_Vorliegender Text_

--------

Die Nachhelfer

Kommerzielles Nachpauken gehört zur Schulrealität, seit es öffentliche Schulen gibt. Erst wenige Jahre messen Forscher, was es bringt: Bessere Noten in einem schwächelnden Schulsystem. Besuch bei den Marktführern

Benötigt Ihr Kind oder eines aus dem Freundeskreis dringend Nachhilfe, bekommt aber keine, weil das finanziell nicht drin ist? Die taz hat dem Studienkreis und der Schülerhilfe vier Nachhilfe-Stipendien abgeschwatzt, jeweils über sechs Monate gültig für zwei Mal 90 Minuten in der Woche – ab sofort einlösbar in einer Filiale um die Ecke. Zwei Stipendien vergibt der Studienkreis an allein Erziehende aus Schleswig-Holstein und dem nördlichen Niedersachsen. Die Schülerhilfe spendiert zwei Stipendien, auf die sich alle Hamburger Familien bewerben können. Einfach per E-Mail an winter@taz.de kurz die Situation schildern.

--------

_Gestellte Aufgabe 1_
Benenne in den Datensätzen, beginnend mit der Zeile mit „Ground all instances of brick wall.“ und endend mit der Zeile mit „[211,223,225,236]“, „stone“ in „granite“ um. Gib nur diese Zeilen wieder und lass alles andere unverändert.

--------

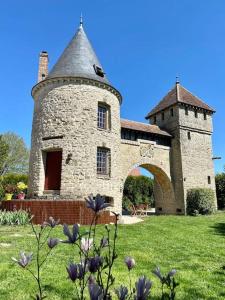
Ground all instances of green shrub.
[215,173,225,209]
[0,173,28,200]
[122,196,132,211]
[187,188,215,215]
[0,209,30,225]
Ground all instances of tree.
[0,135,9,174]
[215,173,225,209]
[0,132,29,175]
[123,176,154,208]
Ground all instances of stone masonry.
[29,24,215,214]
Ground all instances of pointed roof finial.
[80,13,83,28]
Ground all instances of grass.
[0,213,225,300]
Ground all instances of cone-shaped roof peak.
[146,80,215,119]
[48,23,109,84]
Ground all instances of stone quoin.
[28,19,216,214]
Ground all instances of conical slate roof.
[47,23,109,84]
[145,82,215,119]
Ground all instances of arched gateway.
[121,120,178,214]
[25,24,215,218]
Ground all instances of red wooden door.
[45,151,62,190]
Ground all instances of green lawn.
[0,213,225,300]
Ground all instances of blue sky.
[0,0,225,172]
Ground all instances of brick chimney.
[38,51,48,82]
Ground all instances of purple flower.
[47,238,59,249]
[100,237,109,248]
[63,224,79,244]
[152,267,165,283]
[115,285,128,300]
[66,263,85,282]
[12,252,33,268]
[86,194,110,213]
[124,256,135,271]
[167,269,177,277]
[88,275,96,284]
[134,276,152,300]
[80,237,93,252]
[87,256,103,273]
[43,217,60,228]
[88,283,103,300]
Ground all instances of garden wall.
[0,200,115,225]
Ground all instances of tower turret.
[146,80,216,213]
[29,23,121,209]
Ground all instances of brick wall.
[0,200,115,225]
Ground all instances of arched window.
[98,103,110,129]
[97,147,110,176]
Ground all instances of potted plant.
[4,184,15,200]
[16,181,27,200]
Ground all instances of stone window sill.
[97,127,111,133]
[97,174,110,180]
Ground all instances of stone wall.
[0,200,115,225]
[29,80,121,211]
[150,104,216,212]
[120,140,179,214]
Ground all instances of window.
[97,147,110,175]
[98,104,110,129]
[93,65,104,77]
[208,176,211,184]
[195,110,198,118]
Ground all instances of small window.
[195,110,198,118]
[97,147,110,175]
[98,104,110,129]
[93,65,105,77]
[208,176,211,184]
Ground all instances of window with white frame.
[98,104,109,129]
[97,147,110,175]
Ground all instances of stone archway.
[123,159,177,214]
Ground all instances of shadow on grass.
[211,223,225,236]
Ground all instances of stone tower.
[146,81,216,214]
[29,22,121,210]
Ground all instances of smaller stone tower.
[146,81,216,213]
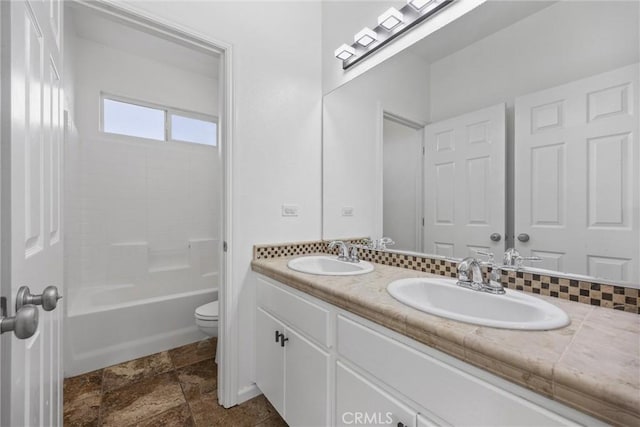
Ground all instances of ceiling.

--------

_Gestellte Aufgabe 2_
Beantworte zum Text über kommerzielle Nachhilfe diese Fragen:
(a) Wie lange und in welchem Umfang gelten die Nachhilfe-Stipendien?
(b) An wen vergibt der Studienkreis seine zwei Stipendien?
(c) Wer kann sich auf die Stipendien der Schülerhilfe bewerben?

_Lösung der Aufgabe 1_
Ground all instances of brick wall.
[0,200,115,225]
Ground all instances of arched window.
[98,103,110,129]
[97,147,110,176]
Ground all instances of potted plant.
[4,184,15,200]
[16,181,27,200]
Ground all instances of granite window sill.
[97,127,111,133]
[97,174,110,180]
Ground all instances of granite wall.
[0,200,115,225]
[29,80,121,211]
[150,104,216,212]
[120,140,179,214]
Ground all instances of window.
[97,147,110,175]
[98,104,110,129]
[93,65,104,77]
[208,176,211,184]
[195,110,198,118]
Ground all instances of small window.
[195,110,198,118]
[97,147,110,175]
[98,104,110,129]
[93,65,105,77]
[208,176,211,184]
Ground all instances of window with white frame.
[98,104,109,129]
[97,147,110,175]
Ground all instances of granite archway.
[123,159,177,214]
Ground all instances of shadow on grass.
[211,223,225,236]

_Lösung der Aufgabe 2_
(a) Sie gelten jeweils sechs Monate lang für zwei Mal 90 Minuten in der Woche.
(b) An allein Erziehende aus Schleswig-Holstein und dem nördlichen Niedersachsen.
(c) Alle Hamburger Familien.